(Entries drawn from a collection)
┌──

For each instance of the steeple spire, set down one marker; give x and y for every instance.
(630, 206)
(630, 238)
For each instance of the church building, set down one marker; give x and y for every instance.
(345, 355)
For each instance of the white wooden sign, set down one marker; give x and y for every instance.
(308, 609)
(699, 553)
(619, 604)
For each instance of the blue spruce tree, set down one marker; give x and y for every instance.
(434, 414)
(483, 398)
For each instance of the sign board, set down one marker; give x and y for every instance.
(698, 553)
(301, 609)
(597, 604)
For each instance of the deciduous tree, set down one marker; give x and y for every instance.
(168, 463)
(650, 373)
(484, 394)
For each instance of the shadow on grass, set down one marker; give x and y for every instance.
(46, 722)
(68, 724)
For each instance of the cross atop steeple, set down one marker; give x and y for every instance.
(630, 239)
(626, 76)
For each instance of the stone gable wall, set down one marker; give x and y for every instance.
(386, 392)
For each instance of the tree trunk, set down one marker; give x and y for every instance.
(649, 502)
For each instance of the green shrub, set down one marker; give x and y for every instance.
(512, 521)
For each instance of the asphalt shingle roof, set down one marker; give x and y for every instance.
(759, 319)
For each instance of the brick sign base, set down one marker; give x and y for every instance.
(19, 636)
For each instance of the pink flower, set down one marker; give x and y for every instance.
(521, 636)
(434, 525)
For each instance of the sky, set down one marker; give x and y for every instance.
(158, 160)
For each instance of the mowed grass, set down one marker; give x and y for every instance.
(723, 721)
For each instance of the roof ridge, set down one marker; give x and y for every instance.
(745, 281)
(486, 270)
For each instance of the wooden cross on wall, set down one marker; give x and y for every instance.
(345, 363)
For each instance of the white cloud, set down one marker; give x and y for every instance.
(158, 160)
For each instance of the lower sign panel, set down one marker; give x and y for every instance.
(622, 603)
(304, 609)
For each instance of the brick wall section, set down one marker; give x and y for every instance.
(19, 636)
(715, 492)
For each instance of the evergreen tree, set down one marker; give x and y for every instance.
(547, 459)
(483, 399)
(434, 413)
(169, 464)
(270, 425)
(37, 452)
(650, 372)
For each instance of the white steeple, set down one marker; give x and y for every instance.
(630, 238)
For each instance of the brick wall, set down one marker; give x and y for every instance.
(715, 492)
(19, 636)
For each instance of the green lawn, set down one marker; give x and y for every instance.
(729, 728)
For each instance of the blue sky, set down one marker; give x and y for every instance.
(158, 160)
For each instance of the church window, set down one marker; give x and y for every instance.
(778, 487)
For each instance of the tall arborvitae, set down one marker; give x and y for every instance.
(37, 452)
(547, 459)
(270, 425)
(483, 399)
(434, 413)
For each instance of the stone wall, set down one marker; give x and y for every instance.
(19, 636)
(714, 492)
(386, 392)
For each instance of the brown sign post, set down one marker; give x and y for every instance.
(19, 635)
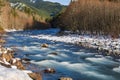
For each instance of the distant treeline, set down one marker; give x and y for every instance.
(91, 16)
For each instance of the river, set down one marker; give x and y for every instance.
(71, 60)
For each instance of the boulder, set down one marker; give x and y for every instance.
(35, 76)
(49, 70)
(44, 45)
(53, 53)
(19, 65)
(2, 41)
(7, 56)
(65, 78)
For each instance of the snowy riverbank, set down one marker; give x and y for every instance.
(12, 68)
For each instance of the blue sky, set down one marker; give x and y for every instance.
(64, 2)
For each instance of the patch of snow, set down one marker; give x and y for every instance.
(12, 74)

└──

• **The problem**
Reproduce the records verbatim, beginning with the line that contains "For each instance of the boulder, set" and continuing through the final line of the records, including both ends.

• **Reply to the task**
For each instance of the boulder, set down one marker; give x and y for every instance.
(35, 76)
(49, 70)
(44, 45)
(53, 53)
(19, 65)
(2, 41)
(7, 56)
(65, 78)
For each instance of the snowy riverbank, set down one marker; give x and y for every instance.
(12, 68)
For each instance of the blue sky, set down one marker; give x and y for every instance.
(64, 2)
For each instance of the patch of snow, set down one marker; give x and y for every instance.
(12, 74)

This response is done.